▸ **Dataset entries**
:::::
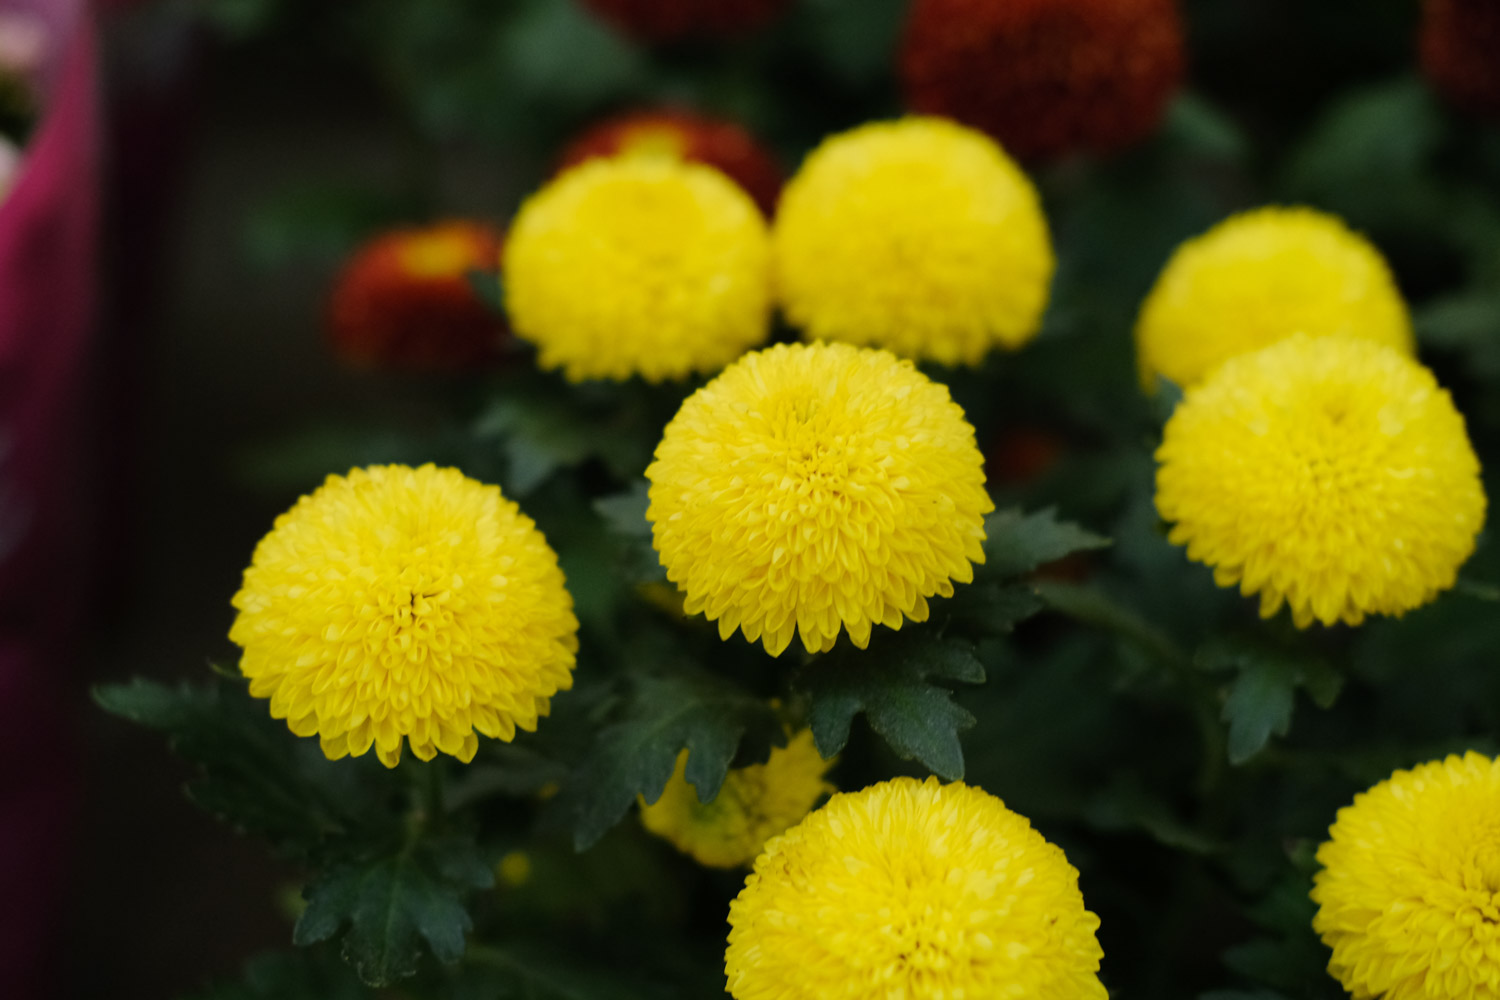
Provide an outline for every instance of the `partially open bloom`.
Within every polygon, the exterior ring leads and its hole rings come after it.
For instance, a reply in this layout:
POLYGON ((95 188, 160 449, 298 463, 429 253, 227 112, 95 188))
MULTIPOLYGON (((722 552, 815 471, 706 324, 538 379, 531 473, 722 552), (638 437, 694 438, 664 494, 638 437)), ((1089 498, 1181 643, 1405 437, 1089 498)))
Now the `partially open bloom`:
POLYGON ((1500 762, 1397 771, 1328 834, 1312 898, 1330 975, 1355 997, 1500 997, 1500 762))
POLYGON ((1419 48, 1422 72, 1444 97, 1500 118, 1500 4, 1425 0, 1419 48))
POLYGON ((950 365, 1035 336, 1052 280, 1031 181, 938 118, 825 140, 782 193, 772 239, 782 309, 809 340, 950 365))
POLYGON ((574 382, 716 371, 769 331, 765 220, 695 163, 569 170, 521 207, 504 273, 517 336, 574 382))
POLYGON ((908 107, 1022 159, 1145 138, 1182 72, 1176 0, 915 0, 901 46, 908 107))
POLYGON ((474 222, 385 233, 360 247, 328 304, 334 350, 361 366, 462 368, 496 356, 505 324, 470 271, 500 266, 500 234, 474 222))
POLYGON ((1078 871, 983 789, 896 778, 766 845, 729 906, 735 1000, 1104 1000, 1078 871))
POLYGON ((1308 208, 1243 212, 1178 247, 1156 279, 1136 323, 1141 379, 1186 388, 1294 333, 1413 350, 1406 303, 1368 240, 1308 208))
POLYGON ((823 780, 833 766, 803 730, 764 764, 735 768, 719 794, 701 802, 686 777, 688 752, 677 755, 677 770, 661 798, 641 803, 641 822, 684 854, 711 868, 738 868, 755 860, 766 841, 806 816, 834 791, 823 780))
POLYGON ((1448 393, 1366 340, 1296 336, 1225 362, 1188 390, 1156 459, 1171 541, 1301 628, 1425 604, 1484 524, 1448 393))
POLYGON ((843 628, 925 621, 927 598, 984 562, 974 428, 909 361, 848 344, 742 358, 667 425, 651 480, 652 539, 667 579, 728 639, 779 656, 843 628))
POLYGON ((583 0, 610 24, 645 42, 741 35, 774 18, 791 0, 583 0))
POLYGON ((402 465, 329 476, 255 548, 229 638, 250 693, 330 759, 402 740, 463 761, 572 686, 557 556, 495 486, 402 465))
POLYGON ((562 165, 573 167, 601 156, 702 163, 744 188, 768 216, 781 194, 781 167, 755 136, 734 122, 691 111, 661 108, 602 121, 569 144, 562 165))

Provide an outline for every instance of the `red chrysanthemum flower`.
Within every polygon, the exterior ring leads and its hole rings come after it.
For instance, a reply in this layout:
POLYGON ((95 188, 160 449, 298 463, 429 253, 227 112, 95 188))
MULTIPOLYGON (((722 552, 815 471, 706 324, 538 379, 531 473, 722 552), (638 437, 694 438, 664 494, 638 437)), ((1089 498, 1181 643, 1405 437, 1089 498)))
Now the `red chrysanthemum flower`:
POLYGON ((568 145, 560 170, 606 156, 666 156, 713 167, 767 215, 781 194, 781 167, 753 135, 734 122, 691 111, 635 111, 600 122, 568 145))
POLYGON ((1145 137, 1182 73, 1176 0, 915 0, 901 52, 912 110, 1027 159, 1145 137))
POLYGON ((1427 0, 1418 49, 1422 71, 1444 97, 1500 117, 1500 3, 1427 0))
POLYGON ((646 42, 738 35, 781 13, 790 0, 583 0, 604 20, 646 42))
POLYGON ((376 237, 344 265, 328 334, 344 360, 365 367, 463 368, 493 359, 504 322, 474 294, 470 271, 500 266, 500 233, 442 222, 376 237))

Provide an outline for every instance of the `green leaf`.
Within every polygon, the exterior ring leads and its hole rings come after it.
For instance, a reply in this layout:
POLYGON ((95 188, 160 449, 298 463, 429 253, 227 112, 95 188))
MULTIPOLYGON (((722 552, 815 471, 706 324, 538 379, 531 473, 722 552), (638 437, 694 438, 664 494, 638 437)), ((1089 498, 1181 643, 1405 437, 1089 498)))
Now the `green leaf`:
POLYGON ((666 567, 652 545, 651 522, 646 520, 650 488, 650 483, 638 479, 626 492, 594 501, 594 510, 604 518, 618 550, 620 571, 632 583, 667 582, 666 567))
POLYGON ((958 734, 974 717, 934 679, 980 684, 984 666, 962 640, 909 629, 881 632, 867 650, 841 646, 798 671, 792 686, 810 699, 808 721, 825 758, 844 749, 854 717, 864 713, 898 757, 957 780, 964 776, 958 734))
POLYGON ((1382 82, 1350 93, 1319 119, 1292 156, 1290 180, 1302 190, 1370 188, 1417 173, 1441 138, 1442 119, 1420 79, 1382 82))
POLYGON ((1005 635, 1042 609, 1036 591, 1022 583, 981 580, 960 587, 941 613, 965 634, 1005 635))
POLYGON ((1260 753, 1272 736, 1291 731, 1298 688, 1325 709, 1343 689, 1343 675, 1316 657, 1246 642, 1215 640, 1195 659, 1204 670, 1236 671, 1222 711, 1229 723, 1229 762, 1235 765, 1260 753))
POLYGON ((579 392, 554 379, 515 385, 479 416, 474 436, 499 445, 512 497, 593 458, 622 479, 634 478, 645 471, 661 427, 647 416, 647 404, 628 392, 579 392))
POLYGON ((394 857, 329 868, 304 891, 307 909, 292 940, 326 941, 347 926, 344 960, 370 986, 388 986, 416 973, 426 942, 445 964, 464 954, 473 928, 464 897, 494 884, 494 873, 460 838, 424 841, 394 857))
POLYGON ((240 830, 266 837, 281 853, 313 856, 330 843, 389 830, 377 804, 389 776, 328 760, 316 741, 298 739, 272 719, 243 681, 169 687, 136 679, 95 688, 94 700, 165 733, 175 752, 202 769, 188 796, 240 830))
POLYGON ((637 796, 660 798, 683 749, 687 780, 712 801, 747 739, 764 751, 781 735, 771 706, 743 688, 687 667, 637 677, 624 718, 599 734, 564 790, 574 845, 592 845, 637 796))
POLYGON ((1109 539, 1059 521, 1052 508, 1025 514, 1017 508, 984 519, 984 573, 1015 577, 1074 552, 1107 547, 1109 539))
POLYGON ((1239 125, 1207 98, 1192 92, 1172 102, 1163 132, 1186 152, 1207 159, 1241 161, 1250 150, 1239 125))
POLYGON ((1231 764, 1260 753, 1273 734, 1291 731, 1296 692, 1297 673, 1284 663, 1263 661, 1240 671, 1224 701, 1231 764))

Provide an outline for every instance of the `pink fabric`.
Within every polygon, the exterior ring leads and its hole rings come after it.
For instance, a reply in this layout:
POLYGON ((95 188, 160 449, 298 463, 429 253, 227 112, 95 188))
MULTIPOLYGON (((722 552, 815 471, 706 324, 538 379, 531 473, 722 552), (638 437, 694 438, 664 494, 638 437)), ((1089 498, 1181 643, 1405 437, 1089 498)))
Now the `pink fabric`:
POLYGON ((61 704, 84 599, 77 429, 94 318, 98 102, 82 0, 0 0, 51 30, 44 113, 0 202, 0 997, 53 992, 72 800, 61 704))

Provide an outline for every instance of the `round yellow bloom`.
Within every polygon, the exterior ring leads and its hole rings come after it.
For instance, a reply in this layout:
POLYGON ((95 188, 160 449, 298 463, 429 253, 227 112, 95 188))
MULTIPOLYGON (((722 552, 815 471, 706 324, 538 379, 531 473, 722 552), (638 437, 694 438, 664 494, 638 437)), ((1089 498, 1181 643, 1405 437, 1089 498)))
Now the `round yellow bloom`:
POLYGON ((1104 1000, 1099 918, 1023 816, 964 784, 835 795, 729 906, 735 1000, 1104 1000))
POLYGON ((1178 247, 1156 279, 1135 329, 1141 380, 1186 388, 1295 333, 1415 349, 1406 303, 1368 240, 1308 208, 1244 212, 1178 247))
POLYGON ((521 207, 505 247, 511 326, 571 381, 712 372, 766 339, 770 240, 712 168, 592 160, 521 207))
POLYGON ((1397 771, 1339 810, 1318 849, 1313 929, 1356 997, 1500 997, 1500 761, 1397 771))
POLYGON ((772 249, 782 308, 809 340, 950 365, 1035 336, 1052 281, 1031 181, 942 118, 824 141, 782 193, 772 249))
POLYGON ((1298 627, 1400 615, 1453 585, 1484 524, 1479 461, 1432 373, 1364 340, 1296 336, 1190 389, 1156 509, 1221 587, 1298 627))
POLYGON ((686 777, 688 752, 661 798, 641 802, 641 822, 684 854, 711 868, 737 868, 755 860, 766 841, 811 811, 834 787, 823 780, 833 766, 818 754, 811 730, 776 747, 764 764, 736 768, 712 802, 698 801, 686 777))
POLYGON ((557 556, 498 487, 402 465, 329 476, 255 548, 229 638, 250 693, 337 760, 405 738, 472 760, 475 730, 536 728, 572 686, 557 556))
POLYGON ((927 618, 983 562, 984 459, 945 386, 886 351, 750 354, 682 404, 651 480, 651 521, 683 610, 779 656, 841 627, 927 618))

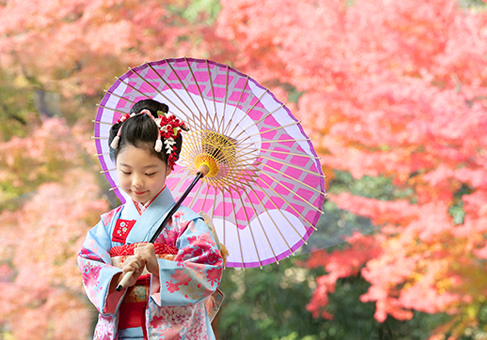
:::::
▸ **Problem description**
Number of lines in the records above holding the word "outline": state it and nothing else.

▸ **Result of the exercise**
5